Given instruction
Turn the rows into a two-column CSV with the headers "prompt" and "points". Begin at the first row and stop after the line containing "(1155, 626)". Give one CSV line for each sentence, paired with the coordinates that follow it. Put each field in double quotes and replace line breaks with spaces.

Data extract
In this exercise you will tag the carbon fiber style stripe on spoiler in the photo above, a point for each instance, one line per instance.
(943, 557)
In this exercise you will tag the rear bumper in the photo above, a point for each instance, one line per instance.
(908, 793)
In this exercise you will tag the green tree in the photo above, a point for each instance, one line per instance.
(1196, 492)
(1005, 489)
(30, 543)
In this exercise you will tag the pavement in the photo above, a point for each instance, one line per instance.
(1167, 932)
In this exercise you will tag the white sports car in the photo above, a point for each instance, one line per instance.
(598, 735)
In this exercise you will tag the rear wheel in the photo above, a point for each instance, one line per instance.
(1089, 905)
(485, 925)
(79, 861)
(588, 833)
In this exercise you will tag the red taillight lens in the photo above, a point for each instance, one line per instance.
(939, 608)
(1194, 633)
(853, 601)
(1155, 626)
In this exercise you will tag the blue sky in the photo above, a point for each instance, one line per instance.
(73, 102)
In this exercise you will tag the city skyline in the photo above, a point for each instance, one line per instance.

Answer to this exercise
prompt,points
"In this exercise you will tag the carbon fiber style stripe on spoiler in the photo above, a point for each instance, one line per instance.","(943, 557)"
"In this exercise you will tag the rear bumper in the photo above, a point for each instance, one line per instance.","(908, 793)"
"In this exercise you will tag the green tree in the photo above, a point for each instance, one line per instance.","(1196, 492) (1005, 489) (30, 543)"
"In this exercise you will tag the pavement in the photo above, a point for each instance, one line per instance.","(1167, 932)"
"In this exercise you will tag the white sports car in the photo above, a point for each instance, one line per instance.","(598, 735)"
"In this exercise you will tag the rear wheel in the photo above, a point for each instance, one line per instance.","(1089, 905) (485, 925) (79, 861) (588, 833)"
"In this exercise you will tag the red taillight lens in the photo above, a point for each instance, one line per instance.","(939, 608) (1194, 633) (853, 601) (1155, 626)"